Exercise requirements:
1. List the three pressures that the text on SAP decommissioning says are converging.
2. Please retype the passage of the SAP decommissioning text that opens with the words containing "For IT leaders" and closes with "months from now.".

Why This Topic Belongs on Your Agenda Now
The convergence of expiring SAP support, rising cloud costs, and tightening compliance requirements is creating pressure that can’t be ignored. Companies continuing to run ECC systems beyond 2027 in Extended Maintenance mode will pay 9 percent more-for a system that receives no new features.
At the same time, regulatory demands are intensifying. GoBD-compliant data retention, GDPR-mandated deletion obligations, and sector-specific rules like DORA in finance now make structured data archiving non-negotiable. “Just keep it running” is not a compliance strategy.
For IT leaders and CIOs, decommissioning isn’t glamorous. It doesn’t deliver innovation, AI capabilities, or a prestige project for the next board presentation. But it frees up budget, reduces risk, and simplifies the IT landscape-precisely the priorities that will define success twelve months from now.

Data block:
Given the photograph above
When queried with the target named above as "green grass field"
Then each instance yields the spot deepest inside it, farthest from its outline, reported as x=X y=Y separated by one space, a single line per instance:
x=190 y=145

Per-task answers:
1.
- Expiring SAP support
- Rising cloud costs
- Tightening compliance requirements

2.
For IT leaders and CIOs, decommissioning isn’t glamorous. It doesn’t deliver innovation, AI capabilities, or a prestige project for the next board presentation. But it frees up budget, reduces risk, and simplifies the IT landscape-precisely the priorities that will define success twelve months from now.